■ **Exercise instructions**: In the listing below, a line holding "Query: front fender" and a line holding "Query: chrome front grille" mark the range. Retype both exactly, with all lines between them.
** Opening Dataset records block **
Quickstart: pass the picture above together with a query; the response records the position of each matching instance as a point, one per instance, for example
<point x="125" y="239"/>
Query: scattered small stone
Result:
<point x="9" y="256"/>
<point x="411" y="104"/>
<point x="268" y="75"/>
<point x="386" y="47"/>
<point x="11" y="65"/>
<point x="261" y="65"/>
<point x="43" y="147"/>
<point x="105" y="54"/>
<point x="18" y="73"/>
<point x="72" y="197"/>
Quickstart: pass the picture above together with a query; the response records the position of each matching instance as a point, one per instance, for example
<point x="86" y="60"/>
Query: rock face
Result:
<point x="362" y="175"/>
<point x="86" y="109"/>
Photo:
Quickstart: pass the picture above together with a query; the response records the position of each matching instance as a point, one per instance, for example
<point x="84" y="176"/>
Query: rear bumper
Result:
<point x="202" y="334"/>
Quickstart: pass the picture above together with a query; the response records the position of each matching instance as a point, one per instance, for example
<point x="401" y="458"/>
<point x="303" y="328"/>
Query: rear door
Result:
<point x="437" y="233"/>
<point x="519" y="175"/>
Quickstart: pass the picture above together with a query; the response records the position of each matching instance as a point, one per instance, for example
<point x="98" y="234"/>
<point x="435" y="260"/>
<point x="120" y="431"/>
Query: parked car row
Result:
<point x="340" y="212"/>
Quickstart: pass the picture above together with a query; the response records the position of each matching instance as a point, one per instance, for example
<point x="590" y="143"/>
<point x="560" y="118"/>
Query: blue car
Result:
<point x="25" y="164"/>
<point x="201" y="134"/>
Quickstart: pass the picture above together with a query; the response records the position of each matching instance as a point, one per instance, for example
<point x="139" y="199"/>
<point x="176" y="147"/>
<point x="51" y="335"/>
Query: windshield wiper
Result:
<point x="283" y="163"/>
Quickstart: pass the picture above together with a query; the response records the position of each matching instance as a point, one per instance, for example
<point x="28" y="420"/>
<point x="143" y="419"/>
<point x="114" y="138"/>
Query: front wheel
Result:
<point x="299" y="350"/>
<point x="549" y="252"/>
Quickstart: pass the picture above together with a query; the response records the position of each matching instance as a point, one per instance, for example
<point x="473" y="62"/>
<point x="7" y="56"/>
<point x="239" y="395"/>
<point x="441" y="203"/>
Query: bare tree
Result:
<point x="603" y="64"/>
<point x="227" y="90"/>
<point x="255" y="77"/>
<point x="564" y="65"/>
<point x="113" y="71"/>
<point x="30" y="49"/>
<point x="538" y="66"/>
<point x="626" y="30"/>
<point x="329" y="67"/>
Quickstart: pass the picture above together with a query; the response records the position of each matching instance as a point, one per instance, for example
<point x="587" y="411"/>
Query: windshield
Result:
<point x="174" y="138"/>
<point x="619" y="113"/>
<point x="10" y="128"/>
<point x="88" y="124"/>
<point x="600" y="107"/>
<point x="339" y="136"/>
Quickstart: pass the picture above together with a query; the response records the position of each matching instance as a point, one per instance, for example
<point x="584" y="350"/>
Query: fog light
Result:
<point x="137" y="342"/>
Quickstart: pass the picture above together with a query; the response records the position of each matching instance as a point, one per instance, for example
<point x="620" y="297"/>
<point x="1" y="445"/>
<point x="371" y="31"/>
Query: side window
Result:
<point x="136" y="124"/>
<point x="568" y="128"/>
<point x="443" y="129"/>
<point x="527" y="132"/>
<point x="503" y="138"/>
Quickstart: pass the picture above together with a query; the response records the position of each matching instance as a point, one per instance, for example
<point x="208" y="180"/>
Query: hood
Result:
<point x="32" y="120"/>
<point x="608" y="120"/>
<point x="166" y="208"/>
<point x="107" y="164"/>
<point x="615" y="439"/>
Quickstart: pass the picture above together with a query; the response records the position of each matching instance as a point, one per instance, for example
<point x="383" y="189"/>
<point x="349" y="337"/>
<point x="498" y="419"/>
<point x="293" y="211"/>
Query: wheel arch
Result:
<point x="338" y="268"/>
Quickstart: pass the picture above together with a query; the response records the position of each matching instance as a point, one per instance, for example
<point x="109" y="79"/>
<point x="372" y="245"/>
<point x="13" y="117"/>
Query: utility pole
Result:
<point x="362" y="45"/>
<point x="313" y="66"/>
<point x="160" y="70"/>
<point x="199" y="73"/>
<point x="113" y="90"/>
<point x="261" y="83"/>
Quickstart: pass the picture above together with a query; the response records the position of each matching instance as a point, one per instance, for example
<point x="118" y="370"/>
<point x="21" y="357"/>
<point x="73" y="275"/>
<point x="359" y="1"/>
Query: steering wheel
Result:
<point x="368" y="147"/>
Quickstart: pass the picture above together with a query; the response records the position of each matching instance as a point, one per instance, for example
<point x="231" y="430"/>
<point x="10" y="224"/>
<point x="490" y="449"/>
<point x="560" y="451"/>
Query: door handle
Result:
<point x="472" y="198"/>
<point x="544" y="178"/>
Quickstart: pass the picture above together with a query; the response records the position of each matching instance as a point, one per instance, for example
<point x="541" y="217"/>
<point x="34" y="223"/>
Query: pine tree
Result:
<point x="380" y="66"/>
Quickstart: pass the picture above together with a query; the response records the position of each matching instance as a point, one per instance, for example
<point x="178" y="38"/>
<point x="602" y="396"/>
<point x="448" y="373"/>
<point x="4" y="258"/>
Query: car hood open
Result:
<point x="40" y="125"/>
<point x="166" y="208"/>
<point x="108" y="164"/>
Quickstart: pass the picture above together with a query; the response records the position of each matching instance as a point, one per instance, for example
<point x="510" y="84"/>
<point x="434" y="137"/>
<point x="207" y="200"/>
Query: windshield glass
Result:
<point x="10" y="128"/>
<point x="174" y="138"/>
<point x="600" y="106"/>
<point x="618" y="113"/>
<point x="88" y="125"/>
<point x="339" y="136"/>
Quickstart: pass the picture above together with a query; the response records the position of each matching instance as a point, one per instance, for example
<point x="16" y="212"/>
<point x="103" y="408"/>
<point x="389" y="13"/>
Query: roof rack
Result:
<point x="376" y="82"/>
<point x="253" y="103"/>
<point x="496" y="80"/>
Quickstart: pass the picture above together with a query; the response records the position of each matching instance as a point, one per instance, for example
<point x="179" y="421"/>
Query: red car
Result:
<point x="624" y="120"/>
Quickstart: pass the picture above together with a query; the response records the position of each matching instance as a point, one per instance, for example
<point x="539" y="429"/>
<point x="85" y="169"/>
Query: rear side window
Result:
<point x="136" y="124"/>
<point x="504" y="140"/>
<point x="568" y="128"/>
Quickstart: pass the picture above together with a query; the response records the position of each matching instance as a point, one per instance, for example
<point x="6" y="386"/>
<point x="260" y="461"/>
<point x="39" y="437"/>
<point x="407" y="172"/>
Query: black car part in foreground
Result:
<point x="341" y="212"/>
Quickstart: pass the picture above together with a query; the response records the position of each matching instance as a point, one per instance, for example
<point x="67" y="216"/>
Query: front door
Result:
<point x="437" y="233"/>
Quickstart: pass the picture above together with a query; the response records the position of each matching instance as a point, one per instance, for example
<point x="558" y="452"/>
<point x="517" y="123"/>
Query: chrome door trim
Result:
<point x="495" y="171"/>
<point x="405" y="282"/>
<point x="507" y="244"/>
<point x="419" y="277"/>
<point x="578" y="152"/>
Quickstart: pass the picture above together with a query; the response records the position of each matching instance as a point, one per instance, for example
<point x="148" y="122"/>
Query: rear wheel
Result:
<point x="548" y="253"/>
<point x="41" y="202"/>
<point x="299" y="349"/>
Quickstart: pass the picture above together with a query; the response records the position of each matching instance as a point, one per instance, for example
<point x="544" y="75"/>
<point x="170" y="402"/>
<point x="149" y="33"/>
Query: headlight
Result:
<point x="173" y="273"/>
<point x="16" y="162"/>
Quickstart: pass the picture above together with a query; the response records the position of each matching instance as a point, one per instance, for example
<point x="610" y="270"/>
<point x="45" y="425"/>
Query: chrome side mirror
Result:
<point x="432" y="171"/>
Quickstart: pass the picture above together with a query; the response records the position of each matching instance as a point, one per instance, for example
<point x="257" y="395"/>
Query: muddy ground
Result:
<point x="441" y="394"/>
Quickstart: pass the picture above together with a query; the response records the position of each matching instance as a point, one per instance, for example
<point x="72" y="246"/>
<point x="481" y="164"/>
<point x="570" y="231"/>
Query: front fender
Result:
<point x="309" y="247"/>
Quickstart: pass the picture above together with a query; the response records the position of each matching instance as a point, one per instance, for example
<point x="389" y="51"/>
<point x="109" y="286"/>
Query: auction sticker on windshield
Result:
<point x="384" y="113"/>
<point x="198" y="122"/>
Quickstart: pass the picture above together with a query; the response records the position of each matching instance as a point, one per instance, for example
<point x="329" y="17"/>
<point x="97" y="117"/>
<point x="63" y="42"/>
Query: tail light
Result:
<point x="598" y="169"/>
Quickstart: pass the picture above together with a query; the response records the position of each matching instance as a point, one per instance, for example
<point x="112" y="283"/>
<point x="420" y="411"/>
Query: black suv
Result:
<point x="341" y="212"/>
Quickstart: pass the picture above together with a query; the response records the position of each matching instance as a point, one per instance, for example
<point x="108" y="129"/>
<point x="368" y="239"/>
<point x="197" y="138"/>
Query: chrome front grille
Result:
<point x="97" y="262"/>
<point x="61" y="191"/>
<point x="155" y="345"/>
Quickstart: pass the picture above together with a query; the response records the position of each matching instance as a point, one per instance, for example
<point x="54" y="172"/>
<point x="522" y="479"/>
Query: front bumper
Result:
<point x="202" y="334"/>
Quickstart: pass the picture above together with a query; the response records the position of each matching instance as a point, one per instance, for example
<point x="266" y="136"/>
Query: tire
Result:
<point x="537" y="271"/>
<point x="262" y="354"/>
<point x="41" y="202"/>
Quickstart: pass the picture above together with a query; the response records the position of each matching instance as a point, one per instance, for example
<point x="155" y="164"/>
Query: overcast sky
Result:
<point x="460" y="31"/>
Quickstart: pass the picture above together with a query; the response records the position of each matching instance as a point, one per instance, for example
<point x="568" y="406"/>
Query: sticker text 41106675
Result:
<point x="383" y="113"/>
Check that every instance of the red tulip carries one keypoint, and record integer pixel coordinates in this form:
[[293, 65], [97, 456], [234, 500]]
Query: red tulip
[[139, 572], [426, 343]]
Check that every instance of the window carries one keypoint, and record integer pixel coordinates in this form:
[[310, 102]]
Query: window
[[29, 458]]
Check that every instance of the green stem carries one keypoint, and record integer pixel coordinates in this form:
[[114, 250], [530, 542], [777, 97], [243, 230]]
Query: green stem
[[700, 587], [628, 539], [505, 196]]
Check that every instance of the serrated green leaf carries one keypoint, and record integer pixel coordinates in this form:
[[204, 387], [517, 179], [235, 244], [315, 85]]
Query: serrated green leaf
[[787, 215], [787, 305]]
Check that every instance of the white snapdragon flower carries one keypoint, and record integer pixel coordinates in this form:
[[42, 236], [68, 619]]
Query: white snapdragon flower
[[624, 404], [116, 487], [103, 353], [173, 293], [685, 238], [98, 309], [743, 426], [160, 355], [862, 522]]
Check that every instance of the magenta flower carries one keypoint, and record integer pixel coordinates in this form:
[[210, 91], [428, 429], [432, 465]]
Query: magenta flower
** Closing Dataset records block **
■ **Task answer**:
Query: front fender
Result:
<point x="309" y="247"/>
Quickstart: pass the picture above together with a query; the response records the position of each matching instance as a point, one per instance, for example
<point x="389" y="51"/>
<point x="109" y="286"/>
Query: auction sticker on windshield
Result:
<point x="384" y="113"/>
<point x="198" y="122"/>
Quickstart: pass the picture above together with a query; the response records the position of each matching instance as a point, one per instance, for example
<point x="329" y="17"/>
<point x="97" y="117"/>
<point x="63" y="42"/>
Query: tail light
Result:
<point x="598" y="169"/>
Quickstart: pass the picture above together with a query; the response records the position of each matching instance as a point, one per instance, for example
<point x="112" y="283"/>
<point x="420" y="411"/>
Query: black suv
Result:
<point x="341" y="212"/>
Quickstart: pass the picture above together with a query; the response records the position of each matching instance as a point, one per instance, for example
<point x="108" y="129"/>
<point x="368" y="239"/>
<point x="197" y="138"/>
Query: chrome front grille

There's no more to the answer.